→ Work request:
Set down the lines of the data exactly, starting at the first and stopping after the line containing "window in the image above.".

→ Data provided:
BEGIN

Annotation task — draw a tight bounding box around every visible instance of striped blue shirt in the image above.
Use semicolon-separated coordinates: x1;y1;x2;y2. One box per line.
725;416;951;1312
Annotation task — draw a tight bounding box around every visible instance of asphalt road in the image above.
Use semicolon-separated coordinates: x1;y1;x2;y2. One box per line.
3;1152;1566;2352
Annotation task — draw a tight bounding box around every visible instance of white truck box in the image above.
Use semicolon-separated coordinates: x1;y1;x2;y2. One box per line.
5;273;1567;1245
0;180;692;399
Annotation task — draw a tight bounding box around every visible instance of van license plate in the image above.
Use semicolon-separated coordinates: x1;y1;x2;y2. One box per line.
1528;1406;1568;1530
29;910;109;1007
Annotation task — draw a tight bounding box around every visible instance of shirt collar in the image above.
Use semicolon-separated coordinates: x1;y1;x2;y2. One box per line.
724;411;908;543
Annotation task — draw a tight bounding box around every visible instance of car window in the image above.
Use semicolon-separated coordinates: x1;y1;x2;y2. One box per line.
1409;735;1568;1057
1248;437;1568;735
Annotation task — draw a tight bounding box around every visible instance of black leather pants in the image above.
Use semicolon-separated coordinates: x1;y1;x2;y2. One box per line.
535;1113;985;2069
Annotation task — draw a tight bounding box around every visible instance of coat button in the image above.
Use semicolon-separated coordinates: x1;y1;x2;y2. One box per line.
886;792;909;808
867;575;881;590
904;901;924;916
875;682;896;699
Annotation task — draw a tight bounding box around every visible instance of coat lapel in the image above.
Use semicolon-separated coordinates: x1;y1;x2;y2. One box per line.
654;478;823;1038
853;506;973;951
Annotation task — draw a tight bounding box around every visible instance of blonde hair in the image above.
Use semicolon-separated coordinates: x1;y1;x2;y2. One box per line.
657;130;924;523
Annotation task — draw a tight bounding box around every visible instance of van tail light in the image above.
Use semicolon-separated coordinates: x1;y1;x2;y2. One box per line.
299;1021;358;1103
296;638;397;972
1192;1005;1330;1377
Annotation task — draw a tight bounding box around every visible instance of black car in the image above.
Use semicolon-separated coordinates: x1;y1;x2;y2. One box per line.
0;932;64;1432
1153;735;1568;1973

END

→ Expected answer:
Annotation task — draw a tight bounding box around every visible instance of striped blue shirt in the image above.
Use semicolon-separated coordinates: x1;y1;x2;y2. One box per line.
725;416;951;1312
Annotation task — draw a tight bounding box around every visible instance of asphalt road in the image above.
Use semicolon-separated coordinates: x1;y1;x2;y2. One box per line.
3;1152;1566;2352
Annotation task — draw a tight bounding box around every visible instance of white truck box in the image above.
Use semicolon-separated coordinates: x1;y1;x2;y2. One box per line.
5;273;1567;1245
0;180;692;399
Annotation task — draw a tight bounding box around every visible instance of van license plate in the image above.
Use semicolon-separated coordinates: x1;y1;x2;y2. One box per line.
1528;1406;1568;1530
29;910;109;1007
Annotation task — draw a tight bounding box around every visible instance of shirt collar in the image above.
Use semicolon-separated coordinates: x1;y1;x2;y2. One box per line.
724;411;908;543
Annotation task — draw a tight bounding box around every visible instance of car window in the image above.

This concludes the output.